En effet, bien que fort intéressante pour introduire la mythologie grecque aux jeunes de 9 ans et plus, cette série ne doit toutefois pas être prise comme une encyclopédie sur le sujet (pour ça, ils nous ont mijoté un autre document - voir plus bas!). Bien au contraire, les gags qu'on nous propose sont plutôt du type «sans conséquence»! Je veux dire par là qu'un personnage peut bien se faire transformer en or par Midas ou être avalé par les Enfers après avoir sombré dans le Styx, on le retrouvera, parfaitement sain et sauf, dans le gag suivant! Donc, oubliez toute forme de cohérence, on est là pour rire et se bidonner, sans s'enfarger dans les fleurs du tapis!
Au cœur de ces recueils de gags en une ou deux planches (ou un peu plus long, pour le gag initial de chacun des tomes), on retrouve un trio de copains aussi sympathique qu'improbable : le jeune Atlas (celui qui sera appelé à porter le Monde sur ses épaules), la belle apprentie-déesse Aphrodite et... Totor!? En fait, c'est de cet amusant surnom qu'on a affublé le (jeune) Minotaure!! Rapidement, ce trio de base s'ouvrira sur une foule d'autres personnages récurrents, tous plus colorés les uns que les autres : Ulysse, Hercule, Circé, Midas, Méduse... puis encore d'autres : Icare, Héphaïstos, Jason, Eurysthée, Perséphone... Toutes ces divinités, ces héros et ces demi-dieux sont à la recherche de leurs pouvoirs ou de leurs talents spécifiques, ou sont en train de tenter de les maîtriser... et ce n'est pas gagné d'avance!! ;^) Bévues, malchances et erreurs de jugement sont à l'honneur, pour le plus grand plaisir des lecteurs.
Ces gags légers et sans gravité, c'est Philippe Larbier qui a l'honneur de les illustrer... et il le fait avec grand talent! J'adore son style caricatural, très classique, très coloré. Il sait donner vie à toute cette marmaille un peu paumée et à leurs mésaventures, en donnant à ses personnages des mimiques impayables, qui ajoutent une appréciable couche d'humour supplémentaire!
Donc, que vous ayez 9 ou 99 ans, vous risquez de bien vous amuser à la lecture de cette chouette petite série... Surtout si, comme moi, vous êtes un grand amateur de mythologie!
P.S. : À ne pas manquer : le passionnant documentaire la Mythologie racontée par les Petits Mythos. En effet, parallèlement à la série de BD qui, rappelons-le, se permet quelques écarts quant aux mythes qu'elle est censée dépeindre, les auteurs ont réalisé l'impossible : un documentaire chouette, complet, amusant et accessible sur le sujet! Il y avait longtemps que je cherchais un tel ouvrage pour la bibliothèque de mon école primaire, et j'ai souvent été déçu par l'achat d'autres bouquins traitant des mythes grecs ou romains. Mais celui-ci m'a comblé! Non seulement les illustrations de Larbier, tout à fait conformes à celles de la série, sont pimpantes et tordantes, mais le texte est impeccable!! Monsieur Cazenove parvient à rester très fidèle aux différents mythes et nous inonde de détails pertinents et d'infos complémentaires surprenantes (sur les traces que ces légendes ont laissées, dans notre patrimoine artistique, par exemple, ou même dans notre langage de tous les jours!!)! Même moi, qui suis un fervent amateur, j'en ai appris!! Vous saviez, vous, que le Minotaure se prénommait en réalité Astérion?

# # # # #

:: EXERCICE ÉCRIT ::
Traduisez en anglais cette phrase du texte à lire : « J'adore son style caricatural, très classique, très coloré. » Vous n'avez pas besoin des lignes ci-dessous.

:: INFORMATIONS AFFICHÉES ::

# # # # #

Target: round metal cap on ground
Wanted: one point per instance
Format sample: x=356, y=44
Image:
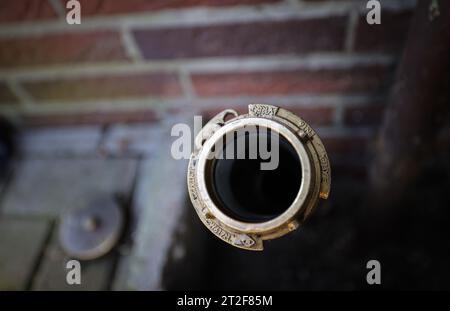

# # # # #

:: RÉPONSE ::
I love his cartoonish style, very classic, very colorful.